Brief:
Reproduce the following records word for word, leaving out the pictures.
-- START OF Provided material --
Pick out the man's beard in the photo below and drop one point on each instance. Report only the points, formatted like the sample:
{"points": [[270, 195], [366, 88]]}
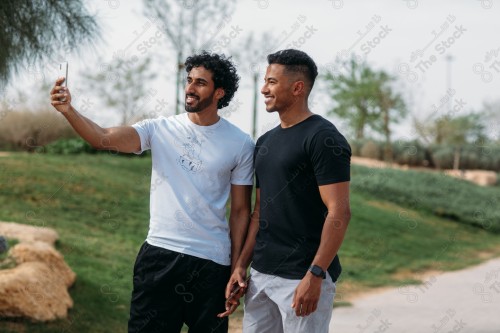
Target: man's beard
{"points": [[200, 104]]}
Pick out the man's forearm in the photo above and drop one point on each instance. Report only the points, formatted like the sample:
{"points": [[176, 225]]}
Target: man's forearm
{"points": [[246, 254], [238, 226], [332, 237]]}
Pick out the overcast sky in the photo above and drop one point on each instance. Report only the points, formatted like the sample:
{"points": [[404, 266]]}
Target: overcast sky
{"points": [[409, 39]]}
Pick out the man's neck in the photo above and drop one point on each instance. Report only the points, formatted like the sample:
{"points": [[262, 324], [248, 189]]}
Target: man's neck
{"points": [[294, 115], [206, 117]]}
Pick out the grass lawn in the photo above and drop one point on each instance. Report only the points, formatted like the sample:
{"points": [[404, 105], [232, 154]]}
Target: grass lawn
{"points": [[99, 205]]}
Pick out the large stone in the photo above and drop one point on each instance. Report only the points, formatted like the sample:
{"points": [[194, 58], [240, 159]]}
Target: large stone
{"points": [[33, 290], [43, 252], [27, 233], [37, 288]]}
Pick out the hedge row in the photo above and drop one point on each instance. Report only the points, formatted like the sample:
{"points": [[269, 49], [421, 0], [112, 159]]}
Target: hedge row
{"points": [[413, 153], [433, 192]]}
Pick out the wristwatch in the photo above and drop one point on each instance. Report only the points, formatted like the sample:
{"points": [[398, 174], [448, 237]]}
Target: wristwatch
{"points": [[317, 271]]}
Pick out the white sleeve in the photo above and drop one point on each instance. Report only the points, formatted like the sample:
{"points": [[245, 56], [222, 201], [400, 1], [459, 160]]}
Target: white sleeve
{"points": [[145, 129], [242, 174]]}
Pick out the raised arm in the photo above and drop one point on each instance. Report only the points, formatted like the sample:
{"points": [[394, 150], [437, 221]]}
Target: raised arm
{"points": [[122, 138], [238, 219], [336, 199]]}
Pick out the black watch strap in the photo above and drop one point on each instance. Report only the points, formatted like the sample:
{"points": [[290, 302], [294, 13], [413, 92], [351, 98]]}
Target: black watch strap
{"points": [[317, 271]]}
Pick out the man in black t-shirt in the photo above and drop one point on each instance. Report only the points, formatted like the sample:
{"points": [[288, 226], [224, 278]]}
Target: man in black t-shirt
-- END OF Provided material --
Written solution:
Pick out the man's beard in the photo below and drop one point on each instance. Report only the points, formatted like the sample:
{"points": [[270, 195], [366, 88]]}
Target: man's beard
{"points": [[200, 104]]}
Pick out the man's forearm in the photo above and drop one point on each instance. Report only the points, formatted like the sample:
{"points": [[176, 225]]}
Target: man's forearm
{"points": [[246, 254], [238, 226], [332, 237]]}
Pick out the overcast sky in the photo above and drop one point on each instance. Report only the points, formatted like the sample:
{"points": [[404, 266]]}
Target: overcast sky
{"points": [[409, 39]]}
Pick out the man's neck in the photo above and drop one point on each instance. Report only the points, formatted like the sample:
{"points": [[262, 324], [248, 189]]}
Target: man's neck
{"points": [[294, 115], [206, 117]]}
Pick out the grass lawn in the photo above and drop one point on each instance. Report only the points, formatted like the sample:
{"points": [[404, 105], [232, 154]]}
Target: grass lawn
{"points": [[99, 205]]}
Pick out the large stone in the photo above and drop one point on each instance. Report only the points, formatted like the sample:
{"points": [[194, 58], [240, 159]]}
Target: large stone
{"points": [[33, 290], [43, 252], [27, 233], [37, 288]]}
Pick out the hedge row in the photo above and drop one point on each instance. Report only the points, formatted like the sample:
{"points": [[269, 49], [421, 0], [112, 159]]}
Target: hedge row
{"points": [[413, 153], [433, 192]]}
Pick out the wristwatch in the photo above and drop one point on each instance. Report only the points, formatted like the sample:
{"points": [[398, 174], [448, 237]]}
Target: wristwatch
{"points": [[317, 271]]}
Pick out the white sleeve in the photo above and drop one point on each instance. Report only the points, formatted like the sample:
{"points": [[245, 56], [222, 201], [400, 1], [459, 160]]}
Target: white sleeve
{"points": [[145, 129], [242, 174]]}
Pick out the raised arm in the photo above and drop one point on each instance. Report only the points, formatted like the sample:
{"points": [[394, 150], [437, 221]]}
Target: raised arm
{"points": [[122, 138], [238, 219], [336, 199]]}
Pick out the black watch strap in the photo above and drop one point on each instance. Report only the points, formatted like the sample:
{"points": [[290, 302], [294, 13], [413, 92], [351, 98]]}
Target: black watch strap
{"points": [[317, 271]]}
Pick out the man in black t-shirt in the photo above and drop one point on each instance. Report only the points, formatted like the sample:
{"points": [[288, 226], [224, 278]]}
Target: man in black t-shirt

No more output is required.